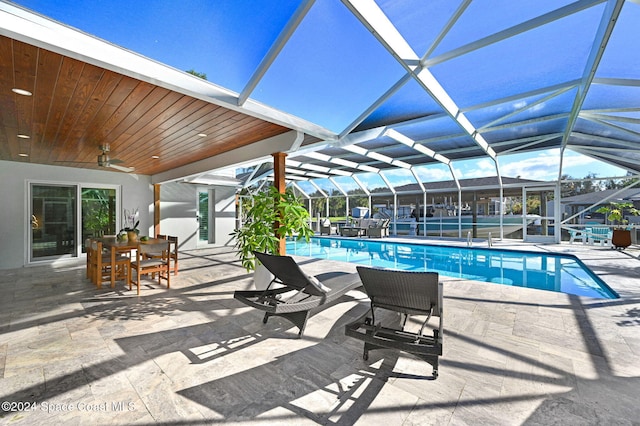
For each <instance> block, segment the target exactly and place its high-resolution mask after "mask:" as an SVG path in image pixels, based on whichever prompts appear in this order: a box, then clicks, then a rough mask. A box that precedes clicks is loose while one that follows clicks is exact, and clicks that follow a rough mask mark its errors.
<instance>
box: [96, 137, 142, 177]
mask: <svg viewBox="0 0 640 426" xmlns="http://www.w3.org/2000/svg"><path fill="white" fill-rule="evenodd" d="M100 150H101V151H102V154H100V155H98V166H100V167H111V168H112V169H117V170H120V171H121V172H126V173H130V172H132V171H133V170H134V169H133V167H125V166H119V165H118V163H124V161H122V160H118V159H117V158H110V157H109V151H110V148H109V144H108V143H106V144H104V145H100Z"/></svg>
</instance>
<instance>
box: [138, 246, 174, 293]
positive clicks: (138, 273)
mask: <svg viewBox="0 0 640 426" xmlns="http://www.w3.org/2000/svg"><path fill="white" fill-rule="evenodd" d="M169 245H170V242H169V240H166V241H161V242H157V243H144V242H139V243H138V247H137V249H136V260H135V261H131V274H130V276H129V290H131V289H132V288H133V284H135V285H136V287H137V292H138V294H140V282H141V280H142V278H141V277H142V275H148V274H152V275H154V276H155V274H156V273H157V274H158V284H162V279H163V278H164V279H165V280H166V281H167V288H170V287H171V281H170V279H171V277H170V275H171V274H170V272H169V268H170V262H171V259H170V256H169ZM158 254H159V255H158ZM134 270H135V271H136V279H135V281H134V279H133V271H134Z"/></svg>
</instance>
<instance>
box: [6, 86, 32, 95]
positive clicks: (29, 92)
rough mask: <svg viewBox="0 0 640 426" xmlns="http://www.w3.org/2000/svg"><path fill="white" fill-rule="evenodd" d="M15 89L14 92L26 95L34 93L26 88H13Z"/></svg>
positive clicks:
...
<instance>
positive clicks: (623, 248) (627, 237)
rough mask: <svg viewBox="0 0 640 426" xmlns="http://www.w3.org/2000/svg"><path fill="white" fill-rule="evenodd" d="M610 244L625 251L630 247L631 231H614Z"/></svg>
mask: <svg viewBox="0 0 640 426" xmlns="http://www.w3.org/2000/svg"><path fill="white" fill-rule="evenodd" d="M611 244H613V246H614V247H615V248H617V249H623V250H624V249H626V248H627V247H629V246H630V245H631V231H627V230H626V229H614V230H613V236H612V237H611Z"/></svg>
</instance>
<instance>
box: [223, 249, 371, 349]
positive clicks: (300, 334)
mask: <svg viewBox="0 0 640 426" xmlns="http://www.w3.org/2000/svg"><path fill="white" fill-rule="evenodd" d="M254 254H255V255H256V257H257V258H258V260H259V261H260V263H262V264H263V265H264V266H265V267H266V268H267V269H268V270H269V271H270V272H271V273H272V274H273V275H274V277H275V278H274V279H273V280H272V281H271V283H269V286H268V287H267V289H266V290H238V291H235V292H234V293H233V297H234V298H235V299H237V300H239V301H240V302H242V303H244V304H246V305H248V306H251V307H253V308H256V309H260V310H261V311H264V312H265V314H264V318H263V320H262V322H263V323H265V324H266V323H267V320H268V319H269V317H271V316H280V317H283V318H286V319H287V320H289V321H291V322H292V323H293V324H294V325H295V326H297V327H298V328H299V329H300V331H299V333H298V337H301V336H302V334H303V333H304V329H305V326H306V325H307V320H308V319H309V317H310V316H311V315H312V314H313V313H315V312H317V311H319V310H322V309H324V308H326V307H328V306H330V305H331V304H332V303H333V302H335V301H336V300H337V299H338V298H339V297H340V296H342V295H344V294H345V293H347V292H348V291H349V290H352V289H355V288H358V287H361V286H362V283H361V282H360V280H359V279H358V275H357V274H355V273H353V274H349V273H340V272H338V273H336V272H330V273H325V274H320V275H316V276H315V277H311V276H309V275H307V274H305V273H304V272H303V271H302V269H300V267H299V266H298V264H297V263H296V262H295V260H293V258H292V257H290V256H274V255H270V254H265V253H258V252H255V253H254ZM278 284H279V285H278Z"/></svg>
* * *
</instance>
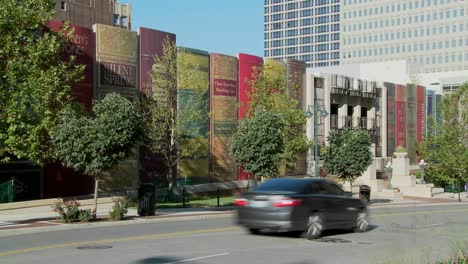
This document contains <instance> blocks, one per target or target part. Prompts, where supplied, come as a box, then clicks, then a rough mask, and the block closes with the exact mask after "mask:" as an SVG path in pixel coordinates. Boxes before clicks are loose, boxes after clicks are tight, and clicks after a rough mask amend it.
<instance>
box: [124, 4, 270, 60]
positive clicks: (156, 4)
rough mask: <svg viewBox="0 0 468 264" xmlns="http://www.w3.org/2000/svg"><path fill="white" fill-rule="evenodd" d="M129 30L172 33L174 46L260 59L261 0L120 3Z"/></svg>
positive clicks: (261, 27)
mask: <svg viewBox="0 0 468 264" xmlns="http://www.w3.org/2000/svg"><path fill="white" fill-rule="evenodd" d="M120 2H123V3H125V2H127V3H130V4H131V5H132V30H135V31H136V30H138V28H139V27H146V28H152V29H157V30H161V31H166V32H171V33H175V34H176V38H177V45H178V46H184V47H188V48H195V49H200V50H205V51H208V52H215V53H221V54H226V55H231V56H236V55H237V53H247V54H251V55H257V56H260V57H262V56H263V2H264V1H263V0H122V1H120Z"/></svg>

_WHAT IS BEING ASKED_. Only the lines above from the one with "244L625 251L630 247L631" through the one with "box: [223, 249, 371, 349]" should be duplicated, character for character.

_ANSWER SPACE_.
rough mask: <svg viewBox="0 0 640 426" xmlns="http://www.w3.org/2000/svg"><path fill="white" fill-rule="evenodd" d="M610 244L625 251L630 247L631 231H614Z"/></svg>
mask: <svg viewBox="0 0 640 426" xmlns="http://www.w3.org/2000/svg"><path fill="white" fill-rule="evenodd" d="M611 244H613V246H614V247H615V248H617V249H623V250H624V249H626V248H627V247H629V246H630V245H631V231H627V230H626V229H614V230H613V236H612V237H611Z"/></svg>
</instance>
<instance>
box: [223, 249, 371, 349]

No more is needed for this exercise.